▸ **TASK A**:
Please retype the Airflow multi-team deployment post word for word, everything from "Jarek Potiuk Fri, 19" down to "line is drawn.".

▸ **DOCUMENT SECTION**:
>> Begin
Re: [DISCUSS] AIP-67 Multi-team deployment of Airflow components (reloaded)

Jarek Potiuk Fri, 19 Jul 2024 13:50:13 -0700

> 1. The roles and responsibilities of what you have called "Organization
> Deployment Managers" vs. "Team Deployment Managers". This is somewhat
> different than the model I have seen in practice, so trying to reconcile
> this in my head. If this is a terminology difference or a role difference
> or where exactly the line is drawn.
>
>
This is what is not possible in current practice, because we have no such
distinction. Currently there is only one deployment manager role, but at
least with my talks to some users and with the approach I proposed, it's
possible that the "oganization deployment manager" (a.k.a Data Platform
Team) prepares and manages Airflow as a "whole". - i.e. Running
airflow scheduler, webserver, connection to the organisation identity
management system. But then - those people are struggling when different
teams have different expectations for what dependencies, OS, queues, GPU
access etc. and Data Platform "Organisation Deployment Manager" wants to
delegate that to each team's deployment manager - such "team DM" should be
able - for example to manage their own K8S cluster where their team's job
will be running - with appropriate dependencies/hardware resources etc.
And important  aspect is that each team can manage it without "bothering"
the Platform team (but still will be trusted enough to allow installing
arbitrary packages),- and the platform team will mostly worry about airflow
itself.
>> End
▸ **TASK INPUTS**:
>> Begin
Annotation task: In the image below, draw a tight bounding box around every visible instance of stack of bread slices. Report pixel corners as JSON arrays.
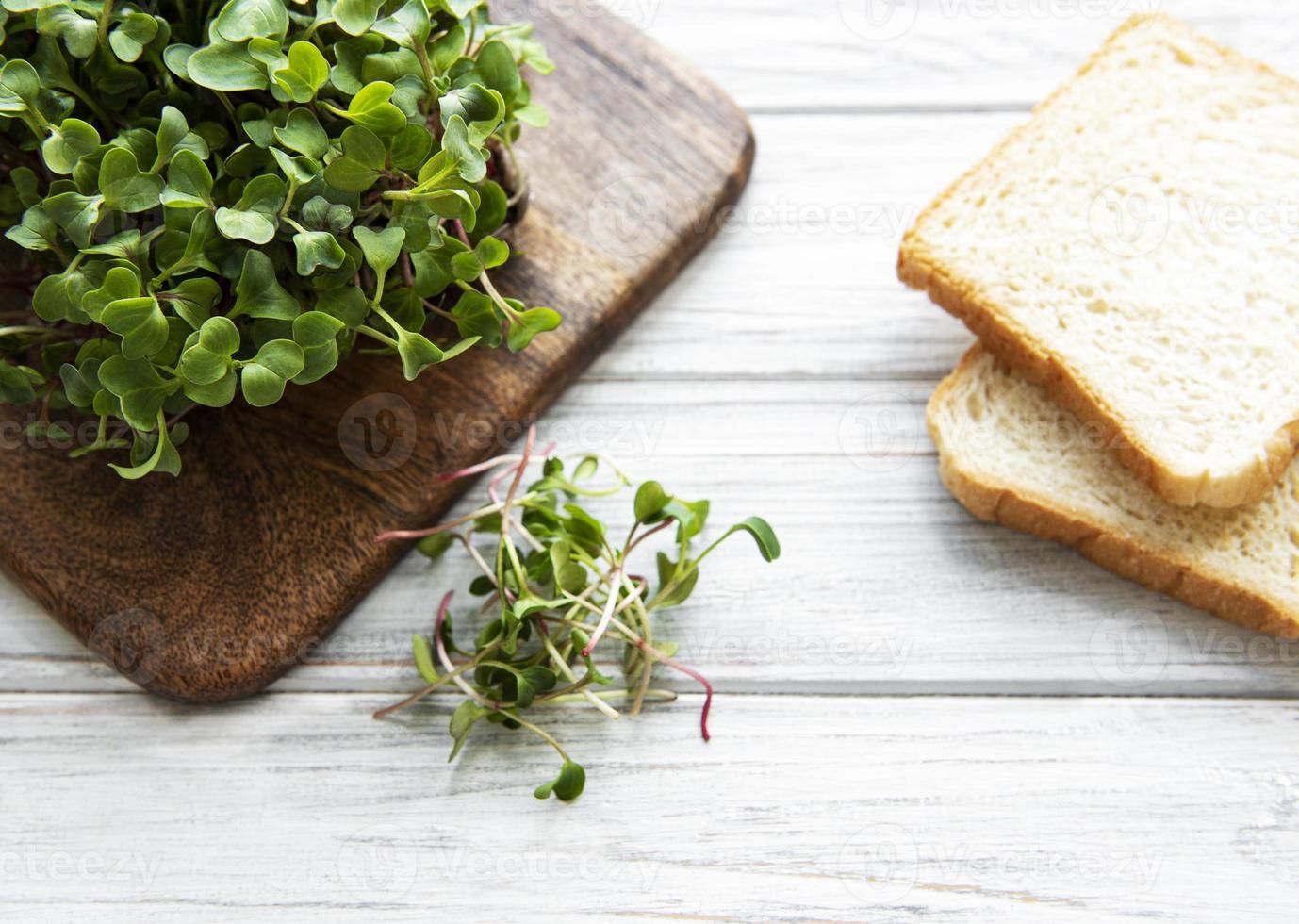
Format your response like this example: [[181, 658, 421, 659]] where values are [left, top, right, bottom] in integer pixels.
[[899, 16, 1299, 636]]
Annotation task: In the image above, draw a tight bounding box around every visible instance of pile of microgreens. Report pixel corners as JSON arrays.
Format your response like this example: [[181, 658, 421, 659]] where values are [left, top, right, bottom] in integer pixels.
[[375, 427, 781, 801], [0, 0, 560, 478]]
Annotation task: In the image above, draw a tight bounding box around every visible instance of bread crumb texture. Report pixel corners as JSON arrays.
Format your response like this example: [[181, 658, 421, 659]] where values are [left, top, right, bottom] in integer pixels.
[[929, 347, 1299, 636], [900, 17, 1299, 509]]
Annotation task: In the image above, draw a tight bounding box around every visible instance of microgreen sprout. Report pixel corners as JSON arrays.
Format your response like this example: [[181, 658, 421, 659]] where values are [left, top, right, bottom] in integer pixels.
[[0, 0, 560, 480], [375, 427, 781, 801]]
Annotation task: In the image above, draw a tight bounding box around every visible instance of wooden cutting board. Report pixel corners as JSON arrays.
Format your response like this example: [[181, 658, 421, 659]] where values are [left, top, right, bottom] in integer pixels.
[[0, 0, 753, 701]]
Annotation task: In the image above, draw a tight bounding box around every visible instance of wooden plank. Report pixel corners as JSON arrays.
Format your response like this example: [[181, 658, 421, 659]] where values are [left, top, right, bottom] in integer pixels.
[[588, 113, 1008, 381], [0, 695, 1299, 924], [0, 3, 752, 701], [0, 381, 1299, 695], [641, 0, 1299, 113]]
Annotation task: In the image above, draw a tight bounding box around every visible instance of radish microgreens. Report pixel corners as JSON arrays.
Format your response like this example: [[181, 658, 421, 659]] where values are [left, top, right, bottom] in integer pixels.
[[0, 0, 560, 478], [375, 429, 781, 801]]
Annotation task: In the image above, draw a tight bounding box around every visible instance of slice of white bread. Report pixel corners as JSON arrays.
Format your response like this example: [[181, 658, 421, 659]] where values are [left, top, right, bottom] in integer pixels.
[[899, 16, 1299, 508], [929, 346, 1299, 638]]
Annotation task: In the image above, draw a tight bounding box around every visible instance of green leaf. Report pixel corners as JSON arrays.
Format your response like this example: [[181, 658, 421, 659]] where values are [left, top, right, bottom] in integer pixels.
[[437, 83, 505, 139], [240, 340, 306, 408], [45, 192, 104, 248], [326, 80, 406, 135], [217, 208, 275, 244], [158, 277, 221, 330], [4, 206, 58, 251], [352, 227, 405, 277], [334, 0, 384, 35], [185, 39, 271, 92], [317, 292, 370, 330], [442, 116, 487, 183], [718, 516, 781, 561], [370, 0, 431, 48], [506, 308, 564, 354], [41, 118, 100, 175], [154, 106, 202, 169], [392, 124, 433, 172], [35, 0, 99, 58], [475, 41, 523, 103], [107, 13, 158, 64], [100, 295, 169, 358], [657, 553, 699, 609], [415, 533, 456, 561], [212, 0, 288, 44], [635, 481, 671, 523], [325, 124, 387, 192], [293, 231, 347, 275], [217, 174, 288, 244], [176, 316, 240, 385], [0, 361, 44, 405], [99, 147, 164, 212], [31, 269, 90, 322], [109, 409, 186, 481], [280, 41, 329, 96], [99, 356, 181, 432], [159, 151, 212, 208], [82, 265, 141, 323], [271, 148, 321, 186], [230, 250, 299, 322], [0, 59, 41, 113], [452, 288, 502, 350], [274, 107, 327, 158], [534, 760, 585, 801], [293, 310, 347, 385], [410, 635, 437, 684]]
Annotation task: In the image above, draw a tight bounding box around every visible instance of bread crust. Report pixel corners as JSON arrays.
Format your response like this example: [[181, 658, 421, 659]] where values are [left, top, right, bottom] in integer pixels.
[[928, 346, 1299, 638], [897, 14, 1299, 509]]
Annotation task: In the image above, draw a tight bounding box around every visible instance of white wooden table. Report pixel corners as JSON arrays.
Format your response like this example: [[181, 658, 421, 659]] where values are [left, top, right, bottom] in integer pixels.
[[0, 0, 1299, 924]]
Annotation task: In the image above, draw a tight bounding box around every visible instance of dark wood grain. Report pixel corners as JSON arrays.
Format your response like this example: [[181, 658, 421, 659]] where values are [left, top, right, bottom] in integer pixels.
[[0, 0, 753, 701]]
>> End
▸ **TASK B**:
Put the lines of the records into a numbered list, everything from the line containing "board. Report pixel corners as JSON arrays." down to the line containing "[[899, 16, 1299, 508], [929, 346, 1299, 638]]", with both of those lines included, nothing else added, and blank lines left out.

▸ **PROBLEM SOLUTION A**:
Jarek Potiuk Fri, 19 Jul 2024 13:50:13 -0700

> 1. The roles and responsibilities of what you have called "Organization
> Deployment Managers" vs. "Team Deployment Managers". This is somewhat
> different than the model I have seen in practice, so trying to reconcile
> this in my head. If this is a terminology difference or a role difference
> or where exactly the line is drawn.

▸ **PROBLEM SOLUTION B**:
1. Annotation task: In the image above, draw a tight bounding box around every visible instance of wooden cutting board. Report pixel corners as JSON arrays.
2. Format your response like this example: [[181, 658, 421, 659]] where values are [left, top, right, bottom] in integer pixels.
3. [[0, 0, 753, 701]]
4. Annotation task: In the image above, draw a tight bounding box around every visible instance of wooden plank. Report pixel corners as JSON arrays.
5. Format your response like this example: [[181, 658, 421, 659]] where values are [left, top, right, bottom] in integer pixels.
6. [[588, 113, 1008, 381], [0, 695, 1299, 924], [0, 3, 752, 701], [0, 381, 1299, 695], [641, 0, 1299, 113]]
7. Annotation task: In the image above, draw a tight bounding box around every visible instance of radish microgreens. Report pixel corners as JSON arrays.
8. Format your response like this example: [[181, 658, 421, 659]] where values are [left, top, right, bottom] in integer pixels.
9. [[0, 0, 560, 478], [375, 429, 781, 801]]
10. Annotation task: In the image above, draw a tight bounding box around every visible instance of slice of white bread. Report pixel corners as JSON arrays.
11. Format your response like this example: [[181, 658, 421, 659]] where values are [left, top, right, bottom] in integer pixels.
12. [[899, 16, 1299, 508], [929, 346, 1299, 638]]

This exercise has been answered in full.